─── Extract ───

Naturally, daily operational logistics were becoming too messy. One of the several solutions suggested was to turn the government department into a corporation.

And why not? After all, two significant government corporations already report to it: The overseas telecommunications giant Videsh Sanchar Nigam Limited and the Mahanagar Telephone Nigam Limited.

Then, among other things, the Bharatiya Janata Party acceded to the throne with the promise of converting DoT into a corporation. (It's all there in the ruling coalition's bible, the National Agenda for Governance).

Former minister of communications Sushma Swaraj was so keen on the agenda that she had actually drawn a road map that her generals in the ministry could follow when setting out on the "corporatisation" task.

She had maintained that "corporatisation" was also necessary to give DoT flexibility in operations and tariff structure so that it could take on the private sector effectively.

─── Extracted entries ───

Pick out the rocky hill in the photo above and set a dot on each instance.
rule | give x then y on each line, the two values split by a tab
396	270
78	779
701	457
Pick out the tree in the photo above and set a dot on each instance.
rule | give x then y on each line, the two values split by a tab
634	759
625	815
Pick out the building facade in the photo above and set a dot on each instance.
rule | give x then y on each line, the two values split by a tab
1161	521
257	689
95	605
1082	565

───

Work to do.
1) According to the extract on DoT corporatisation, which two government corporations already report to the department?
2) Do these statements agree with the extract on DoT corporatisation? (a) The Bharatiya Janata Party came to power promising to convert DoT into a corporation. (b) Sushma Swaraj was reluctant to pursue corporatisation. (c) Videsh Sanchar Nigam Limited is described as a domestic telephone provider.
3) Using the extract on DoT corporatisation, explain why Sushma Swaraj considered corporatisation necessary.

Complete answers.
1) Videsh Sanchar Nigam Limited and Mahanagar Telephone Nigam Limited.

2)
(a) Yes: "acceded to the throne with the promise of converting DoT into a corporation"
(b) No: "was so keen on the agenda that she had actually drawn a road map"
(c) No: "The overseas telecommunications giant Videsh Sanchar Nigam Limited"

3) She held that corporatisation would give DoT flexibility in its operations and tariff structure. That flexibility would let DoT take on the private sector effectively.